* **Short exercise A**: Return the part of the cycling safety discussion that opens with the words containing "In other words, move" and closes with "minimize my exposure.", copied word for word.
-- start of Reading passage --
This is probably the best concise set of tips so far. I'd only add to keep your head on a swivel and constantly check your surroundings similarly to defensive driving where you're trying to keep a bubble around you.

GAtkins 07-07-20 07:40 PM

Here's one that I think helps. If you're approaching a street on your right and a car is waiting; if there are no cars behind you, shift to the left tire-track portion of the road.

In other words, move off the white line and to the left, closer to the center line. I think this helps drivers on the side street see you. When looking for oncoming traffic to their left, I think they are more likely to look towards the center of the lane and not hard left near the white line. As they turn their heads to look, they will see the outside track first, then the center and then the white line position.

Thoughts?

Glenn

bruceski44 07-12-20 04:41 PM

I only take the lane where it’s impossible to fit me, a car and the legally-required three foot clearance between us.
If I must take the lane I always:
1. Signal my intention in advance. I always signal lane changes and turns by holding my left arm straight out (for a left turn) or using it to make an L for a right.
2. I go as fast as I can go to minimize my exposure.

In all situations, I always wave to motorists who yield to me. Usually while saying to myself “Thank you for not killing me.” I cannot control their bad behavior, but I can certainly show my gratitude for their good behavior.

I always observe stop signs and stoplights. I don’t necessarily stop at all of them, but I go 0.5 mph until the light changes, or I have the right of way. If I have the ROW, I seize it and require all others to take the ROW if they have it, by waving frantically at them to go ahead.

I’ll chose the safest route possible, even if it’s longer or tougher. When I used to commute 24 miles to work, my preferred route added 7 miles and 500 feet of climbing to avoid freeway on/off ramps. Truly a case of “That which does not kill me makes me strong.”

I ride on the edge of the gutter or dirt, as far to the right as possible, unless I must avoid an obstacle. I’ll not insist on my right at the risk of my life.

If someone looks like they may turn in front of me, I’ll wave my arm over my head and then wave thanks.

I never wear ear buds or listen to music as hearing the cars around me is literally life and death.

I practiced turning to look behind me until I could do so without changing my line at all.

I realize my style may not be popular with most “serious” cyclists, but if being popular means being anti-social or having a number of scars, I’ll pass. I’ve been riding 54 years in a number of states and my most serious injury is a broken knuckle. Good luck to all.

delbiker1 07-12-20 04:51 PM

Keep your bike in great operating condition, be visible, keep your focus and trust nobody.

Jim from Boston 07-13-20 05:13 AM

Looking for tips to avoid unsafe driving behaviours

Originally Posted by dirtydozen (Post 21568573)
Hello guys, I am very concerned about my safety on the bike, I am already very aware about anything that could make me crash but there are things I cannot control.

I live in a new area and I find the drivers aggressive when they overtake me. Every ride there are 5/10 situations where a car overtakes me with no visibility, if a car comes from the opposite direction it's going to be 100% nasty.
-- end of Reading passage --
* **Short exercise B**: Shift every coordinate in the answers by -12, and reproduce the records, requests included, from the line containing "Could you please spot the boxed" through the end of the records. Give only those lines, and leave the pictures out.
-- start of Records for the exercise --
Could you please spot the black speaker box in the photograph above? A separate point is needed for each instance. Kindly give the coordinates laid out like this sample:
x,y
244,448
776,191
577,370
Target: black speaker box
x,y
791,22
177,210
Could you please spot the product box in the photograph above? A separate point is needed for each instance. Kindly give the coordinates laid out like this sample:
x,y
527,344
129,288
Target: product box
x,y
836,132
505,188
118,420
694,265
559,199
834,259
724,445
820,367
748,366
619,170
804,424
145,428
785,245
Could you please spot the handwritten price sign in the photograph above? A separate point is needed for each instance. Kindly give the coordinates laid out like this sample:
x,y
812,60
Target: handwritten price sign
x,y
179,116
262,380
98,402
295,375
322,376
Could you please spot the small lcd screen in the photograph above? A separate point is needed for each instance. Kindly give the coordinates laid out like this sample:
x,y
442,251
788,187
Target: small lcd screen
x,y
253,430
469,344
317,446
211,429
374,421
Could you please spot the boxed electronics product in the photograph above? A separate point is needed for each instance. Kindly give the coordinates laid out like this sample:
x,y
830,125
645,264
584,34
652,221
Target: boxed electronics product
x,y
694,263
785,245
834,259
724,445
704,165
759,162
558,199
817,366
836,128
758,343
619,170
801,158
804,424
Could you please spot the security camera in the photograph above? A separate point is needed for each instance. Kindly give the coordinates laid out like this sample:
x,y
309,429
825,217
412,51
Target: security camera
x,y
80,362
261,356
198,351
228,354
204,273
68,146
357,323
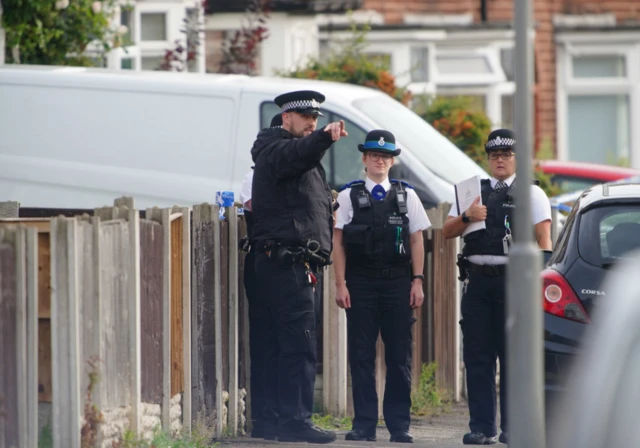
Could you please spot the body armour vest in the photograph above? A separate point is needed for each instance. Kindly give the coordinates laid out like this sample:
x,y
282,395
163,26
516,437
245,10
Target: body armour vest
x,y
500,213
378,235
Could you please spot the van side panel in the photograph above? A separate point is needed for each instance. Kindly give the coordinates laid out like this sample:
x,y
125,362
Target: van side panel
x,y
79,146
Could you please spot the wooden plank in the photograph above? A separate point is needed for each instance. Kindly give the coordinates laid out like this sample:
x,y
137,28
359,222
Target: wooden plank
x,y
445,323
9,430
177,382
232,263
151,281
32,336
44,275
224,295
166,320
65,333
217,312
45,380
88,304
186,319
204,341
20,361
114,253
133,293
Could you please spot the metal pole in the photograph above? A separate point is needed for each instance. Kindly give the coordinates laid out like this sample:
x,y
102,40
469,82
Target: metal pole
x,y
2,37
524,314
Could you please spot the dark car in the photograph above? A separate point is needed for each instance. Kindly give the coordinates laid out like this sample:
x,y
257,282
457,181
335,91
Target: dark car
x,y
604,225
-- end of Records for the exercise --
* **Written solution A**:
In other words, move off the white line and to the left, closer to the center line. I think this helps drivers on the side street see you. When looking for oncoming traffic to their left, I think they are more likely to look towards the center of the lane and not hard left near the white line. As they turn their heads to look, they will see the outside track first, then the center and then the white line position.

Thoughts?

Glenn

bruceski44 07-12-20 04:41 PM

I only take the lane where it’s impossible to fit me, a car and the legally-required three foot clearance between us.
If I must take the lane I always:
1. Signal my intention in advance. I always signal lane changes and turns by holding my left arm straight out (for a left turn) or using it to make an L for a right.
2. I go as fast as I can go to minimize my exposure.

* **Written solution B**:
Could you please spot the boxed electronics product in the photograph above? A separate point is needed for each instance. Kindly give the coordinates laid out like this sample:
x,y
830,125
645,264
584,34
652,221
Target: boxed electronics product
x,y
682,251
773,233
822,247
712,433
692,153
747,150
546,187
805,354
824,116
746,331
607,158
789,146
792,412
Could you please spot the security camera in the photograph above? A separate point is needed for each instance. Kindly give the coordinates laid out like this sample:
x,y
309,429
825,217
412,51
Target: security camera
x,y
68,350
249,344
186,339
216,342
192,261
56,134
345,311
Could you please spot the body armour vest in the photograph above? A separate point is needed for each instance. Kindly give the coordinates laid out like this sample:
x,y
282,395
163,26
516,437
245,10
Target: body armour vest
x,y
488,201
366,223
Could you please spot the van side panel in the photograph above? A separate point is needed for each instance. Kindly give the coordinates laid out like this sample:
x,y
125,362
Target: van side panel
x,y
67,134
Could you please spot the wooden plank in the photograph above? A separate point is needed for each instance. Kindly give the coordinates laid out like this sample:
x,y
137,28
359,222
Target: wooden plank
x,y
433,311
-3,418
165,370
220,251
139,269
20,324
32,263
212,283
154,308
53,321
205,300
33,368
76,292
174,307
192,329
8,349
102,241
121,281
Could you please spot the metal pole in the photograph above? A separate point is needed for each instance. Kindly give the coordinates laid out like this sample:
x,y
102,40
469,82
Target: metal pole
x,y
-10,25
512,302
Could you please spot the dark car in the photograph above? A separate point is needed for each instance. Kindly give the coordinates laid out like this sample:
x,y
257,282
457,181
335,91
Target: dark car
x,y
592,213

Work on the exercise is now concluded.